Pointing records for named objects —
--*--

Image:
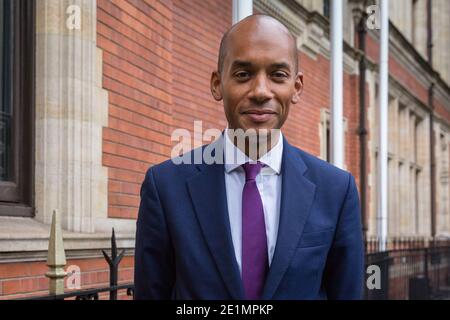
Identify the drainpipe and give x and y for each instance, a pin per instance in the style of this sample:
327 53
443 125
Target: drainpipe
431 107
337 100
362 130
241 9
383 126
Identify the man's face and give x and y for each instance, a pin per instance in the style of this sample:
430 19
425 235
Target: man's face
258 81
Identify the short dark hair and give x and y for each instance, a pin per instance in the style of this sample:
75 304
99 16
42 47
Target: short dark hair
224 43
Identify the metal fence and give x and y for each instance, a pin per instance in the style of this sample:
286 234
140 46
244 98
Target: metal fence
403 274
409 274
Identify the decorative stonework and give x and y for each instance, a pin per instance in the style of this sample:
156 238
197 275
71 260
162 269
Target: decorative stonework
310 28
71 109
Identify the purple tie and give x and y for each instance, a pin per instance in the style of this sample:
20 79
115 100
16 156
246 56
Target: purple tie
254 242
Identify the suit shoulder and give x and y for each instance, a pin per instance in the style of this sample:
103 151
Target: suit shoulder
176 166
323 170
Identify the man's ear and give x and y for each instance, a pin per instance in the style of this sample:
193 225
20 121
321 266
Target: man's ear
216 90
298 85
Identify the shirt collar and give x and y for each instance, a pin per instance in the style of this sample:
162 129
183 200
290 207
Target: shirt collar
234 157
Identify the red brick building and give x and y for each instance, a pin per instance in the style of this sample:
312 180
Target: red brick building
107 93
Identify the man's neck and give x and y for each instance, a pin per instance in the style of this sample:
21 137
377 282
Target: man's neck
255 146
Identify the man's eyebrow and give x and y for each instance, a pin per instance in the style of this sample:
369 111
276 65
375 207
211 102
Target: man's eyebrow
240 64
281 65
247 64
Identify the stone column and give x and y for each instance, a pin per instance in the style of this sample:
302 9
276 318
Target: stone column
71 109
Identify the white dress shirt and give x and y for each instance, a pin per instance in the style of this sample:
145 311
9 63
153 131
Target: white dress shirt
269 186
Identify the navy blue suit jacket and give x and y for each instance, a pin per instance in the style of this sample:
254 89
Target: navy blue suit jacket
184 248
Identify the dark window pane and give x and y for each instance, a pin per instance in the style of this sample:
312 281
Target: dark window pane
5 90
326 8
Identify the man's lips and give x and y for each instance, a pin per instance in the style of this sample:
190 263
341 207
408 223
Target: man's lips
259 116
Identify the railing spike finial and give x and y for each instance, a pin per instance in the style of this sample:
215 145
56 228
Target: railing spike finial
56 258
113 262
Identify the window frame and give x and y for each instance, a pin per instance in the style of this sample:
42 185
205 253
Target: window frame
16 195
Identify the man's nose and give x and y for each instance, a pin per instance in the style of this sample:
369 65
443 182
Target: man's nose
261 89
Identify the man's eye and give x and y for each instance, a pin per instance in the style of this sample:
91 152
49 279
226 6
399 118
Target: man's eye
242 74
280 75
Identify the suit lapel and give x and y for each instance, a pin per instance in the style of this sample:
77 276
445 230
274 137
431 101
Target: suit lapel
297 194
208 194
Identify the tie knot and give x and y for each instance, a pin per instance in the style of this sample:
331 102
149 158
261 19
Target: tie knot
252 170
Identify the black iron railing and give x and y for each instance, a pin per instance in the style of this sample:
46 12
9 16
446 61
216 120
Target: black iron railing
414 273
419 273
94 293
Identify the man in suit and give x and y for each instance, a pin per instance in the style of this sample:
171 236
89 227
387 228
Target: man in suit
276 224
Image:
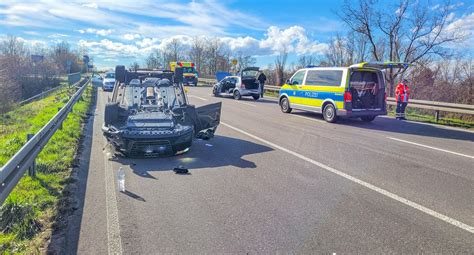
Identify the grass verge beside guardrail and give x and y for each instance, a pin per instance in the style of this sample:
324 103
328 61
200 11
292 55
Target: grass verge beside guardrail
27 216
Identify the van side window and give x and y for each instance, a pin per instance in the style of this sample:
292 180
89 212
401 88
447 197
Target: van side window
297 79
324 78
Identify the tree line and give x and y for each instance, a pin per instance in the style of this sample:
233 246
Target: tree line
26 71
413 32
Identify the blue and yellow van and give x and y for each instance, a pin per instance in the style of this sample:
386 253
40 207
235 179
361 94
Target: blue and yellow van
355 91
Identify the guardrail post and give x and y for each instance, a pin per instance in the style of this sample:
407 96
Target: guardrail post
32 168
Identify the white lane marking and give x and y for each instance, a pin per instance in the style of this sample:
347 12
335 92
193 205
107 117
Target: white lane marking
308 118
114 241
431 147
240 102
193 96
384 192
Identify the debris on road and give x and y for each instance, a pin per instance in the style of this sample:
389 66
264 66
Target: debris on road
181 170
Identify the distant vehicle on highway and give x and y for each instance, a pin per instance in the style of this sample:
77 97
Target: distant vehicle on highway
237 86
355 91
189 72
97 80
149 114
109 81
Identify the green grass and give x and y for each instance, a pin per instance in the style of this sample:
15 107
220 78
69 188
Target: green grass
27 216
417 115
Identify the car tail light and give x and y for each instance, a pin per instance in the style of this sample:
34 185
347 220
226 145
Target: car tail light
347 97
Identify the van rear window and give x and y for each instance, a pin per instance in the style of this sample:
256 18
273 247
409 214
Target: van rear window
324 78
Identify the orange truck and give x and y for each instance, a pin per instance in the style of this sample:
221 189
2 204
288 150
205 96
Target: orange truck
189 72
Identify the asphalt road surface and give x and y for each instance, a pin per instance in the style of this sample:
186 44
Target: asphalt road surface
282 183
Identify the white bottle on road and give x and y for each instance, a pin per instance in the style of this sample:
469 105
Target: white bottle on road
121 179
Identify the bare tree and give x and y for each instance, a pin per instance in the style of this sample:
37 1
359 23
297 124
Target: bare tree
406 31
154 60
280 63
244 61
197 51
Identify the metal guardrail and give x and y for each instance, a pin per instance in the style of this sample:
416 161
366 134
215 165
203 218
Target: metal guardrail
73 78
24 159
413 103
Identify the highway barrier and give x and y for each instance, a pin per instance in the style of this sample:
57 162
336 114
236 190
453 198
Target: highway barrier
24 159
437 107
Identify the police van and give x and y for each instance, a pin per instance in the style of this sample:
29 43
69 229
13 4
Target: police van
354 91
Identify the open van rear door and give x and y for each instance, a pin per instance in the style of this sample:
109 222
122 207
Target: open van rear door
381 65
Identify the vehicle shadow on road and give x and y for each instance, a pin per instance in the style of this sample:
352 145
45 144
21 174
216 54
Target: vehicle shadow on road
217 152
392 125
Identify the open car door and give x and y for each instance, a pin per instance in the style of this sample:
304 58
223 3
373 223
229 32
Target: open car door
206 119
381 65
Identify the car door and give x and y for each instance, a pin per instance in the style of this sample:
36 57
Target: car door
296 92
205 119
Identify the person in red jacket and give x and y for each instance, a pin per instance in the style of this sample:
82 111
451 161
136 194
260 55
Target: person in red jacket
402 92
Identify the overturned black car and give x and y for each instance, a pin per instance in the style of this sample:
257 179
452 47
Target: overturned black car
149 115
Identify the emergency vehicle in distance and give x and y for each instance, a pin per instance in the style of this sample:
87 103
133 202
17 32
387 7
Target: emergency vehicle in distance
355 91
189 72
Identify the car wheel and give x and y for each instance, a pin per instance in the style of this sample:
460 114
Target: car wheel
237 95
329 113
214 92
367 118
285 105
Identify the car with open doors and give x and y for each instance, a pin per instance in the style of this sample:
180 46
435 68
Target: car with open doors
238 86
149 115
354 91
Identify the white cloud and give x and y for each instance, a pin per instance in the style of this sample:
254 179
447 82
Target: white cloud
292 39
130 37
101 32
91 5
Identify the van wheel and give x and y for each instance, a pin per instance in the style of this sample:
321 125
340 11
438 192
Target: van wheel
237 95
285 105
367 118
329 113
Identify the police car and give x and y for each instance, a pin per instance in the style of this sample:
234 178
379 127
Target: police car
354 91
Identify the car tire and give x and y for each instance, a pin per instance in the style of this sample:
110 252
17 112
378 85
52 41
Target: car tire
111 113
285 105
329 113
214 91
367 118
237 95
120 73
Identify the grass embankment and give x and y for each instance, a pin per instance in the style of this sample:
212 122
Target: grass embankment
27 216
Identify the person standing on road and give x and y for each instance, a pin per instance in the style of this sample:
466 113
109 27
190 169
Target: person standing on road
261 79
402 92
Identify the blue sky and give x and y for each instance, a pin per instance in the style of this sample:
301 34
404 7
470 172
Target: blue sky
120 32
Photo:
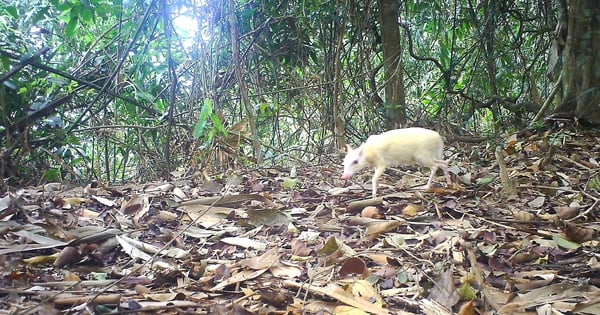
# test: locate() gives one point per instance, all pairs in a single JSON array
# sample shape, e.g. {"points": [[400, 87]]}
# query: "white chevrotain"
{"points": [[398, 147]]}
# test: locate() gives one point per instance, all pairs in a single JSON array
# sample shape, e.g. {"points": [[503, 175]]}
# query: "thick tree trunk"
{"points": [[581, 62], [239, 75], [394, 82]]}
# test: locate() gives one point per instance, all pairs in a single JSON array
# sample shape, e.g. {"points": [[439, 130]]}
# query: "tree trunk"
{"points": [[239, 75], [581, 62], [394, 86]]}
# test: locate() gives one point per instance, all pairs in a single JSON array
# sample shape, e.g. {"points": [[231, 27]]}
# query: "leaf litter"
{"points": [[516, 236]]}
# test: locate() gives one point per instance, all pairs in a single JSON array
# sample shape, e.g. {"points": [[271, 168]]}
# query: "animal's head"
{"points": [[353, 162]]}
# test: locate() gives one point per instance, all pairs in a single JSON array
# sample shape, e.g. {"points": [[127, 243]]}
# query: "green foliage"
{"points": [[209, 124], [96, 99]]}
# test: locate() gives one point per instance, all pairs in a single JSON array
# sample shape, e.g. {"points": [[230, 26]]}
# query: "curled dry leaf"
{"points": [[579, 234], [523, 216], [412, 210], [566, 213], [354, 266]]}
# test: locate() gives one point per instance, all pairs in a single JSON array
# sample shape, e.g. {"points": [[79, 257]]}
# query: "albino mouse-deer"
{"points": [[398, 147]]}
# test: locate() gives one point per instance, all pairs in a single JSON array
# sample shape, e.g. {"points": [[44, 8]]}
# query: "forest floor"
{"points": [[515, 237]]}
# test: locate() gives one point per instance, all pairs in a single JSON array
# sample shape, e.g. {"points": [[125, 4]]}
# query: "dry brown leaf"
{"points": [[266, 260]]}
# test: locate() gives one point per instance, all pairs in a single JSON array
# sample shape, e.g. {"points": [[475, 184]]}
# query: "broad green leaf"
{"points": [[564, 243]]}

--*--

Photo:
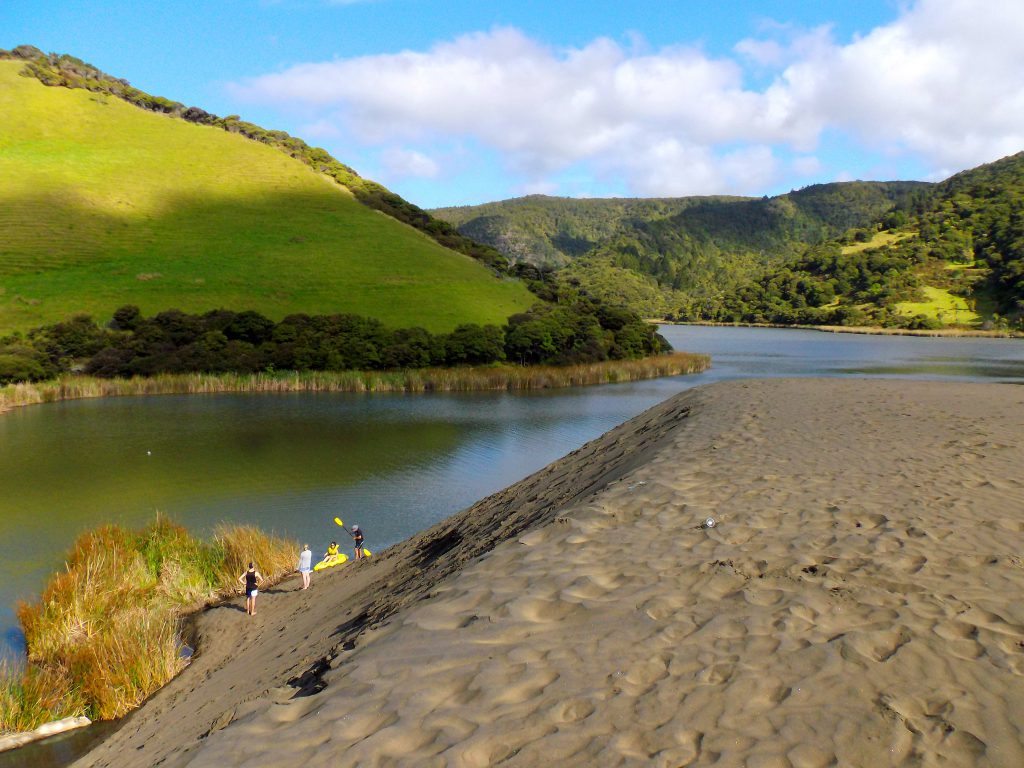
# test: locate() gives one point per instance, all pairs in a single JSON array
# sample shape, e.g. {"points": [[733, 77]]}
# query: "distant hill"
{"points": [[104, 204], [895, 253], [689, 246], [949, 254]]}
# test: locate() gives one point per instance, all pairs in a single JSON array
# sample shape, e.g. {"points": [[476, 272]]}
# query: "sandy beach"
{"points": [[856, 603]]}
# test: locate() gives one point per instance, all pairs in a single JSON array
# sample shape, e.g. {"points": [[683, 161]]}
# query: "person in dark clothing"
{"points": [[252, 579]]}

--*--

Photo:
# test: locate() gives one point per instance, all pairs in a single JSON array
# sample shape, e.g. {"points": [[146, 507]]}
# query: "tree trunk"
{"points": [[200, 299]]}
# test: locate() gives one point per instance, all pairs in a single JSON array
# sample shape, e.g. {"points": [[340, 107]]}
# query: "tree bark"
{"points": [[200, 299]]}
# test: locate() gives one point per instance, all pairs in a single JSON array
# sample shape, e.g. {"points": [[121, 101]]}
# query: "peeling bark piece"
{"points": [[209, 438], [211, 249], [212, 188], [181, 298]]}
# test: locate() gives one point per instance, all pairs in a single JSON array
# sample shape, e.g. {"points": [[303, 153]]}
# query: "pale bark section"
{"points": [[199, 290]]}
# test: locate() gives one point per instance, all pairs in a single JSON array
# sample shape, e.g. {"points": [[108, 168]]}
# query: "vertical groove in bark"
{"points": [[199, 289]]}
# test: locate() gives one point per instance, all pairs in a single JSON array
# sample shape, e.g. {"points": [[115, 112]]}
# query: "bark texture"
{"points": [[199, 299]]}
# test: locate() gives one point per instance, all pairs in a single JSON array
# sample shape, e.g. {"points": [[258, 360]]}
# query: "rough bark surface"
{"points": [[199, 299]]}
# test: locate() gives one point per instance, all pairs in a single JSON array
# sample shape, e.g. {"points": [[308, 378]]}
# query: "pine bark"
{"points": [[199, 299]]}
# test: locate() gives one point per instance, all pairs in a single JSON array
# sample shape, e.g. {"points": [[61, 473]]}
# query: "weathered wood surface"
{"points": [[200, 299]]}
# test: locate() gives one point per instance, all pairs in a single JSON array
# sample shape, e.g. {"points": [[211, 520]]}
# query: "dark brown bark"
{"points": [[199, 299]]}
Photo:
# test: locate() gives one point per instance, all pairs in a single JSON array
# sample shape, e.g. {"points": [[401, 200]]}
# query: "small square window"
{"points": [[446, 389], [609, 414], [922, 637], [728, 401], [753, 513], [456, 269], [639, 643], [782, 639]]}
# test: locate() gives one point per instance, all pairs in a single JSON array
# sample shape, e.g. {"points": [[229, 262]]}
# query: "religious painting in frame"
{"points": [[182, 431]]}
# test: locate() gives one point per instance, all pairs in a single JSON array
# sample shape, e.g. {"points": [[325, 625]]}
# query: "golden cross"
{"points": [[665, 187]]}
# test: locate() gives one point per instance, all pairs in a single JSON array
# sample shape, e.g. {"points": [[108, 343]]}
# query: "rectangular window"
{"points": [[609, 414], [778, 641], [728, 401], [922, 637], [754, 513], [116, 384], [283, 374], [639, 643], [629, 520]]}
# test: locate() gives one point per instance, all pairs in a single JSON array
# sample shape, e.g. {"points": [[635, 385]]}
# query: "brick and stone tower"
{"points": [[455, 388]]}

--*--

Requirement — Show every line of the listing above that contains the word "police". Uppercase and lowercase letters count as different.

Written answer —
Identify the police van and give x and y for each instance, a pin per instance in the style of this sample:
Target: police van
Identify the police car and give x and y for each instance, a pin per instance in the style of this sample:
Target: police car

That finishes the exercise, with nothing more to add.